OBIETTIVO.
Puoi citare dal brano sul Silmarillion il tratto che comincia con le parole «Sul Silmarillion, La» e si chiude dopo «dei più venduti.», senza cambiare nulla?

Sul Silmarillion, La Stampa, 18 novembre 1978

  • È leale dire subito che capita di rado a un libro complesso come il Silmarillion di Tolkien [...] di potersi avvalere di un lavoro di traduzione-interpretazione intelligente e amorevole come quello compiuto da Francesco Saba Sardi. È leale anche aggiungere che questo stesso libro [...] non soltanto ha avuto tutti gli onori della stampa, ma, il che in un certo senso conta di più, si è immediatamente insediato in vetta alle classifiche dei più venduti.
  • Il Silmarillion è, come «libro da leggere», faticosissimo, per non dire impossibile. Del resto, non era neppure destinato alla pubblicazione. Se ne era sentito parlare; si sapeva che l'autore del Signore degli Anelli, già salutato dal suo amico Auden come il creatore di un mondo intero, con moltissime e varie razze nonché una sua storia, una sua lingua, una sua mitologia, teneva nel cassetto, di quel mondo, gli antecedenti, anzi, per così dire, i testi sacri. Ora che il figlio di Tolkien, Christopher, ha aperto il cassetto paterno, apprendiamo che le coordinate dei popoli e del mondo in questione cominciarono ad essere tracciate addirittura una quarantina d'anni prima del libro famoso; che per tutta la vita Tolkien, insomma, continuò segretamente a mettere insieme le basi da cui la storia del Signore degli Anelli scaturì.

DATI REGISTRATI.
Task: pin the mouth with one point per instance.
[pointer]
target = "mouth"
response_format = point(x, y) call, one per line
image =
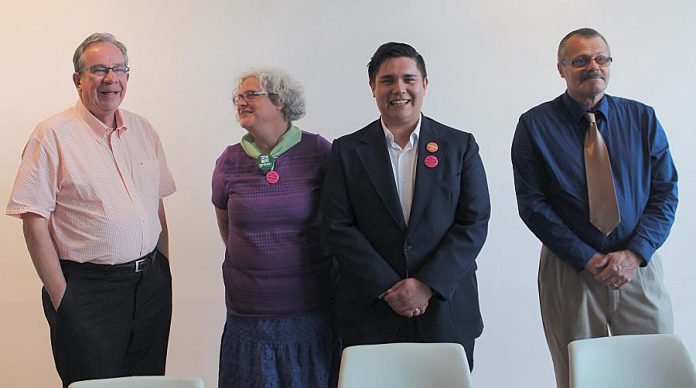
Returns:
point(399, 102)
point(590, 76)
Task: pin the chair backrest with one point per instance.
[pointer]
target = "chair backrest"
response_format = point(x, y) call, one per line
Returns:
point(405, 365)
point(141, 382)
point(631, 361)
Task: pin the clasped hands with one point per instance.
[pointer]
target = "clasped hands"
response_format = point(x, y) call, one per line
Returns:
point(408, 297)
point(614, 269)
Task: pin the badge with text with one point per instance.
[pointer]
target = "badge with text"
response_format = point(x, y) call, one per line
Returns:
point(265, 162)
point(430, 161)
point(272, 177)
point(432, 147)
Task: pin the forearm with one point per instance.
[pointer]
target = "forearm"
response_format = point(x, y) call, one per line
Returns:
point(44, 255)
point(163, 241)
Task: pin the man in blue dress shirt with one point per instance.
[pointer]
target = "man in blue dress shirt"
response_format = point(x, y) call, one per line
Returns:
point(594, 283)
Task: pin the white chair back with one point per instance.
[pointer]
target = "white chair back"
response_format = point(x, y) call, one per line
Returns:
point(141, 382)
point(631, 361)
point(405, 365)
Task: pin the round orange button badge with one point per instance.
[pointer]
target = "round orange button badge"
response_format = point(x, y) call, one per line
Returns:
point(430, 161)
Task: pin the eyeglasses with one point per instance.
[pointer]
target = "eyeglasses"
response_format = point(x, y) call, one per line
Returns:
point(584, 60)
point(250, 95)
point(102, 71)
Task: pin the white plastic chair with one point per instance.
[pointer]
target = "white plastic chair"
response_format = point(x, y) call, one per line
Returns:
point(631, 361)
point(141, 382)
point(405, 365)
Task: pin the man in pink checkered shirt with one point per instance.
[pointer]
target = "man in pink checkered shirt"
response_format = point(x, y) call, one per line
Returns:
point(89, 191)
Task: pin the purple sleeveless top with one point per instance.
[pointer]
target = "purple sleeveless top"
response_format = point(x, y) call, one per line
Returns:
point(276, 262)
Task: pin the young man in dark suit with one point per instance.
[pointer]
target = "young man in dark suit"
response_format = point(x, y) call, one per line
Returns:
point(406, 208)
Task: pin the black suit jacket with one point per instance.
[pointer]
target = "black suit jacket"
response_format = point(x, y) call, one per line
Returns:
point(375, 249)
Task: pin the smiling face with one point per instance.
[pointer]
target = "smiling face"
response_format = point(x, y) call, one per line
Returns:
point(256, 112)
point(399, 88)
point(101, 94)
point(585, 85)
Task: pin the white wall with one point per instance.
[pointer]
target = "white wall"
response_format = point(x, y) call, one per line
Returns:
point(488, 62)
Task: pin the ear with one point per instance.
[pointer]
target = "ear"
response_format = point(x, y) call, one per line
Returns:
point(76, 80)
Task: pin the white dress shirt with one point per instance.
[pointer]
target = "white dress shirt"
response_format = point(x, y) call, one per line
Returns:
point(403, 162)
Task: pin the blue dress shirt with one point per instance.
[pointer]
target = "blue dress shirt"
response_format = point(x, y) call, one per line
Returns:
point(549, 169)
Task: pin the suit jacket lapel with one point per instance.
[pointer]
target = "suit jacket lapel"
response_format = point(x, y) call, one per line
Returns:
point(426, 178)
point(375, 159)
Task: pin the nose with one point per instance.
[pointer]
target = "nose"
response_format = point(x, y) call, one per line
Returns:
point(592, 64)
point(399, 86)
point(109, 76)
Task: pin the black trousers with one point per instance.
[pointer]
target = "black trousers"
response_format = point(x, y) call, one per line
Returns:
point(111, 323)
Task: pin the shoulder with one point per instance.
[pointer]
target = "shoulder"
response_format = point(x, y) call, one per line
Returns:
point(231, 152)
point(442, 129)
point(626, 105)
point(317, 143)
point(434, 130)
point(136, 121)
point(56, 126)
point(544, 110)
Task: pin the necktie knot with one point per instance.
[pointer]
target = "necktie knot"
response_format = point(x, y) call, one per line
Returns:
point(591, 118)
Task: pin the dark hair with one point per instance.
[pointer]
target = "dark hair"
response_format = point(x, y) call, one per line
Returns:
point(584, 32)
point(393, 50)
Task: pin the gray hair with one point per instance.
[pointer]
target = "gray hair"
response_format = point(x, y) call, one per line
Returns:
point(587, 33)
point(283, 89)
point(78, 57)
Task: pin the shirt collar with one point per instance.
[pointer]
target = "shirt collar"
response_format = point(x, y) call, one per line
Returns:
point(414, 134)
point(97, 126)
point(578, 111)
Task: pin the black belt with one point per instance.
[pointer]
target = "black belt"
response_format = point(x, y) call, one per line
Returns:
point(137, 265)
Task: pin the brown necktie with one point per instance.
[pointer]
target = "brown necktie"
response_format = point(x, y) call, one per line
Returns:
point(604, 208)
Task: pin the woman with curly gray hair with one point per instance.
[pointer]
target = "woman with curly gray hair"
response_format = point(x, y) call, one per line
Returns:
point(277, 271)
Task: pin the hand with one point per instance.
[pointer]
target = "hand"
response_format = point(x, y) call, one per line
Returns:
==
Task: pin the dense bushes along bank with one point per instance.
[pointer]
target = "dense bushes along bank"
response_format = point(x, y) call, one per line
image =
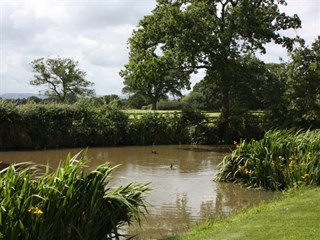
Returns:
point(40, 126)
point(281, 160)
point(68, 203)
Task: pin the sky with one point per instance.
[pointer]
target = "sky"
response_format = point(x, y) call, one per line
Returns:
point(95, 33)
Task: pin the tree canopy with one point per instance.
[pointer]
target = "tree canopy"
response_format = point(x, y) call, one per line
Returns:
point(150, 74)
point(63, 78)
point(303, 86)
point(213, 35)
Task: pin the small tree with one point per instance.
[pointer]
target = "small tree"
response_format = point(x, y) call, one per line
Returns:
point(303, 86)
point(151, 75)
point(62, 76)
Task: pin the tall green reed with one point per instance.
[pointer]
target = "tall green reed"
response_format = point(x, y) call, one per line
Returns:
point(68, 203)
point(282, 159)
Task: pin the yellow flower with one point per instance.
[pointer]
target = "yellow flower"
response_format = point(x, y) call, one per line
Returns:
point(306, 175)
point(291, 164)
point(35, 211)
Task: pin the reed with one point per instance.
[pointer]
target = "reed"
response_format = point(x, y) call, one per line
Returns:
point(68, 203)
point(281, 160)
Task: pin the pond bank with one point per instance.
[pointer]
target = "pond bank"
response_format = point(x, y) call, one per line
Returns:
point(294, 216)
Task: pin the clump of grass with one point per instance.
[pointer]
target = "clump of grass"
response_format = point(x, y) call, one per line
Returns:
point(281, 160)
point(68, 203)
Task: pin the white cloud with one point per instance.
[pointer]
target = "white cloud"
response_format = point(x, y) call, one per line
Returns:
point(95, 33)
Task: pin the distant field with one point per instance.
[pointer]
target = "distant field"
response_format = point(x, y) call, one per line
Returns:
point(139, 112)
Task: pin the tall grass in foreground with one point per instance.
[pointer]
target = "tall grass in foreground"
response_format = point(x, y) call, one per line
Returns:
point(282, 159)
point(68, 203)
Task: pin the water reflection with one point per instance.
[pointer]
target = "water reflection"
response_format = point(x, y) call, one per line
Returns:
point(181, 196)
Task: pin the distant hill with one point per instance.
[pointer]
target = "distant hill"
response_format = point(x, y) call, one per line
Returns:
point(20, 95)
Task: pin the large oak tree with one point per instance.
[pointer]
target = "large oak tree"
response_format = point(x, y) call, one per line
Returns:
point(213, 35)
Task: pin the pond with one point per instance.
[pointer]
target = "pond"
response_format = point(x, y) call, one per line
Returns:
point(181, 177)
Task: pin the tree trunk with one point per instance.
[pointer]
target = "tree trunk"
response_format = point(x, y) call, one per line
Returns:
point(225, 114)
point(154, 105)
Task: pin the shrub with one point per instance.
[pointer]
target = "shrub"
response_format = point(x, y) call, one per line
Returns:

LA RISPOSTA.
Sul Silmarillion, La Stampa, 18 novembre 1978

  • È leale dire subito che capita di rado a un libro complesso come il Silmarillion di Tolkien [...] di potersi avvalere di un lavoro di traduzione-interpretazione intelligente e amorevole come quello compiuto da Francesco Saba Sardi. È leale anche aggiungere che questo stesso libro [...] non soltanto ha avuto tutti gli onori della stampa, ma, il che in un certo senso conta di più, si è immediatamente insediato in vetta alle classifiche dei più venduti.